TASK OBJECTIVE:
Count the lines of the material below that contain the string "white" with its case matching. Reply with the number alone.

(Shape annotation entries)
— START —
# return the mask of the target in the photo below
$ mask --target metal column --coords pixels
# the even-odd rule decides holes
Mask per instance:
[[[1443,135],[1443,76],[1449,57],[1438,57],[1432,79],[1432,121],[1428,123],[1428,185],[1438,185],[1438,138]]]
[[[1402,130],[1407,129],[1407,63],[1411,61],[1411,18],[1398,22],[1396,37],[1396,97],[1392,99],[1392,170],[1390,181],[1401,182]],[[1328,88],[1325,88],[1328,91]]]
— END —
— START —
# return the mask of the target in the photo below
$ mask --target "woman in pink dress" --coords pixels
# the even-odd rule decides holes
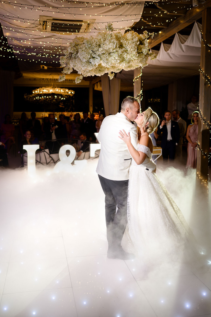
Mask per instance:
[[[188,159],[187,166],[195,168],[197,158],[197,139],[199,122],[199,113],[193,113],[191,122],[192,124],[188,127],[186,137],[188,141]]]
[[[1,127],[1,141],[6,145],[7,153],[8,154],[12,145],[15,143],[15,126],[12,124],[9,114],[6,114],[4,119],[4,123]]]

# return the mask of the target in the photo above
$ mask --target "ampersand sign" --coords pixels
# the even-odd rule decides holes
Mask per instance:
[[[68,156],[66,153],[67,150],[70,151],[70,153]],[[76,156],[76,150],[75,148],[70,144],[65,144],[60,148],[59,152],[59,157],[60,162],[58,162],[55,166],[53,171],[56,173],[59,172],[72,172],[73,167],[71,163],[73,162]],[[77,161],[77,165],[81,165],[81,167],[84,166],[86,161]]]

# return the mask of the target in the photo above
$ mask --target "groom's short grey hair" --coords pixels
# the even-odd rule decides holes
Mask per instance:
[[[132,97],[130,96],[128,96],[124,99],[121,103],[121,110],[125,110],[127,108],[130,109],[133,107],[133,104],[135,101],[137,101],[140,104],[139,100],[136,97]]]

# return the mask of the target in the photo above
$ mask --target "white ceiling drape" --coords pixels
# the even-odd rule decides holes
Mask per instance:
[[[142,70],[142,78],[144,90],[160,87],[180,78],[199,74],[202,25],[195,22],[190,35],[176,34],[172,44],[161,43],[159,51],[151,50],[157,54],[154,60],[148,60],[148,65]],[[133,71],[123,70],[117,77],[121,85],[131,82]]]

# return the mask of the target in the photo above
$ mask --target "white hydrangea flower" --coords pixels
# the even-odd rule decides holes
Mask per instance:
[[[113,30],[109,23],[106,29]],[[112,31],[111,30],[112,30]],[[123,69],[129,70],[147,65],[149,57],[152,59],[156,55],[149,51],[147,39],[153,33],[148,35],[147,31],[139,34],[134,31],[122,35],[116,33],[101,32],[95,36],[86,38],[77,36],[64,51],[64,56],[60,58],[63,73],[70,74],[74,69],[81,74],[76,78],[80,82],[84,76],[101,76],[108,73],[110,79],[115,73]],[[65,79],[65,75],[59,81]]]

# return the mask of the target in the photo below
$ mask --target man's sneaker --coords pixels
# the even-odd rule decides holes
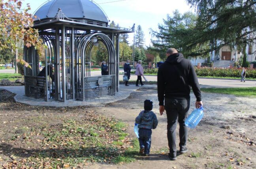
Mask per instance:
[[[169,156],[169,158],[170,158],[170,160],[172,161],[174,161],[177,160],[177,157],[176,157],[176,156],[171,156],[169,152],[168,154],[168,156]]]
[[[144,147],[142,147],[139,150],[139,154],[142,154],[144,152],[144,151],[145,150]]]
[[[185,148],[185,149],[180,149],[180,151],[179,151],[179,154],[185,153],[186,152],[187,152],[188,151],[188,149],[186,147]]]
— END —
RESPONSE TO THIS TASK:
2